◆ **EXERCISE**: Can you repeat the rows below word for word, from the start through the line containing "[[[666,2],[0,3],[0,213],[666,219]]]", leaving out any pictures?

◆ **GIVEN DATA**:
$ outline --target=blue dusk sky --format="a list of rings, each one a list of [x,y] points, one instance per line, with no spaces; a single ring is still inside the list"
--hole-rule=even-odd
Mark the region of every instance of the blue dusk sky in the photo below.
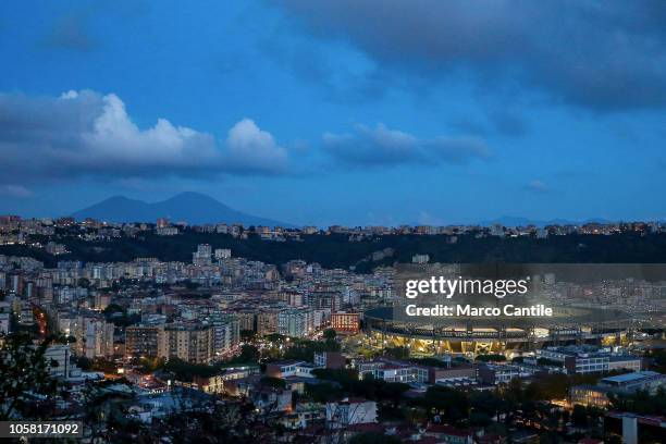
[[[666,2],[0,3],[0,213],[666,219]]]

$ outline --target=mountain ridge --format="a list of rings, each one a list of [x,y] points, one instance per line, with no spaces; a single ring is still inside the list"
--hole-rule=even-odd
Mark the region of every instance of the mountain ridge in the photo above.
[[[294,227],[296,225],[235,210],[219,200],[194,192],[184,192],[157,202],[146,202],[116,195],[71,214],[77,220],[91,218],[108,222],[155,222],[165,218],[189,224],[242,223]]]

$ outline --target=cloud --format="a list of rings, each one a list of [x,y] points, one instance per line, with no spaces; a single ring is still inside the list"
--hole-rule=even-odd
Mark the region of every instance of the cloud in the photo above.
[[[551,190],[551,188],[541,181],[531,181],[525,186],[525,189],[532,193],[547,193]]]
[[[472,73],[596,111],[666,106],[661,0],[282,0],[319,37],[350,41],[386,70]],[[466,77],[470,77],[467,75]]]
[[[158,119],[139,128],[116,95],[67,91],[58,98],[0,94],[0,183],[104,177],[280,174],[287,153],[245,119],[226,144]]]
[[[234,170],[278,172],[286,168],[286,150],[251,119],[243,119],[229,131],[226,147],[227,166]]]
[[[82,9],[62,15],[53,24],[44,44],[47,47],[71,51],[89,52],[99,46],[88,32],[92,10]]]
[[[490,157],[485,143],[477,137],[418,138],[381,123],[356,125],[351,134],[324,133],[322,140],[324,151],[347,165],[459,164]]]
[[[0,196],[16,197],[20,199],[25,199],[28,197],[33,197],[33,192],[30,192],[28,188],[26,188],[23,185],[12,185],[12,184],[1,185],[0,184]]]

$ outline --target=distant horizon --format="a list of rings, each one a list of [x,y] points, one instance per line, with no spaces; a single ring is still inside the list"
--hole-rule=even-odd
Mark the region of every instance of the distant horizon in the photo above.
[[[84,210],[86,210],[87,208],[97,206],[99,203],[103,203],[106,201],[109,200],[113,200],[113,199],[127,199],[127,200],[133,200],[133,201],[138,201],[138,202],[143,202],[143,203],[160,203],[166,200],[171,200],[177,197],[181,197],[183,195],[200,195],[200,196],[205,196],[207,198],[212,198],[214,200],[217,200],[218,202],[222,203],[222,205],[226,205],[223,201],[220,201],[219,199],[215,199],[212,196],[206,195],[203,193],[198,193],[198,192],[190,192],[190,190],[184,190],[177,194],[174,194],[165,199],[157,199],[157,200],[145,200],[145,199],[140,199],[140,198],[133,198],[133,197],[128,197],[128,196],[124,196],[124,195],[113,195],[113,196],[109,196],[102,200],[99,200],[97,202],[90,203],[89,206],[86,206],[84,208],[79,208],[77,210],[74,211],[66,211],[63,212],[62,214],[45,214],[45,215],[29,215],[29,214],[20,214],[20,213],[11,213],[11,212],[2,212],[0,213],[0,215],[20,215],[22,218],[25,219],[59,219],[59,218],[69,218],[69,217],[73,217],[76,213],[79,213]],[[236,208],[232,208],[233,210],[237,210]],[[257,218],[264,218],[264,219],[271,219],[269,217],[267,217],[266,214],[251,214],[252,217],[257,217]],[[163,214],[163,218],[168,218],[169,214]],[[95,218],[92,218],[95,219]],[[83,219],[77,219],[77,220],[83,220]],[[115,223],[115,221],[112,221]],[[130,222],[130,221],[126,221]],[[136,222],[136,223],[155,223],[156,220],[134,220],[131,222]],[[190,223],[189,221],[187,221],[186,219],[180,219],[180,220],[171,220],[171,223],[177,223],[177,222],[187,222],[189,225],[196,225],[196,223]],[[355,227],[355,226],[387,226],[387,227],[397,227],[397,226],[419,226],[419,225],[432,225],[432,226],[455,226],[455,225],[479,225],[479,226],[490,226],[493,224],[502,224],[504,226],[526,226],[526,225],[536,225],[536,226],[544,226],[544,225],[582,225],[582,224],[587,224],[587,223],[601,223],[601,224],[615,224],[615,223],[633,223],[633,222],[645,222],[645,223],[650,223],[650,222],[657,222],[657,223],[663,223],[664,220],[642,220],[642,219],[618,219],[618,220],[608,220],[608,219],[604,219],[604,218],[585,218],[582,220],[572,220],[572,219],[567,219],[567,218],[552,218],[552,219],[532,219],[532,218],[528,218],[528,217],[521,217],[521,215],[509,215],[509,214],[504,214],[497,218],[490,218],[486,220],[479,220],[479,221],[468,221],[468,222],[443,222],[443,223],[421,223],[421,222],[403,222],[403,223],[397,223],[394,225],[382,225],[382,224],[344,224],[344,223],[338,223],[335,221],[332,221],[331,223],[326,223],[326,224],[314,224],[314,223],[298,223],[298,222],[293,222],[293,221],[281,221],[283,226],[291,226],[291,227],[304,227],[304,226],[317,226],[318,229],[325,229],[329,226],[334,226],[334,225],[342,225],[342,226],[348,226],[348,227]],[[234,223],[232,221],[211,221],[211,222],[206,222],[208,223]],[[279,226],[279,225],[271,225],[271,226]]]
[[[318,226],[666,220],[651,2],[139,3],[0,4],[0,213],[188,189]]]

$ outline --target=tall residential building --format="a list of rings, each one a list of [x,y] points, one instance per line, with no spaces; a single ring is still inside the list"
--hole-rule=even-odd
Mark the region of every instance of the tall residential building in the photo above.
[[[192,254],[192,263],[197,267],[206,267],[212,263],[212,250],[210,245],[200,244],[197,250]]]
[[[337,333],[356,334],[360,330],[360,313],[331,313],[331,328]]]
[[[266,336],[267,334],[278,333],[278,311],[264,310],[257,314],[257,334]]]
[[[184,322],[166,324],[160,331],[160,357],[207,363],[215,356],[212,325]]]
[[[289,309],[278,313],[278,333],[285,336],[304,337],[312,332],[311,310]]]
[[[113,323],[103,319],[85,318],[87,358],[113,356]]]
[[[159,354],[159,325],[131,325],[125,329],[125,356],[156,357]]]

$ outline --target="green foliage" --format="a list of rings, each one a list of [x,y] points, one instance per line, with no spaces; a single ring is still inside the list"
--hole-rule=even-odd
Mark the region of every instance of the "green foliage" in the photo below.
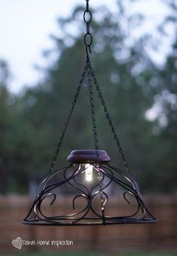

◆ **THE ANSWER**:
$ outline --target=blue dusk sky --format="a list of rings, each one a list of [x,y] points, one instance per line, with no spaces; a single ring is still inside the list"
--hole-rule=even-odd
Mark the region of every instance of the blue dusk sky in the photo below.
[[[666,2],[0,3],[0,213],[666,219]]]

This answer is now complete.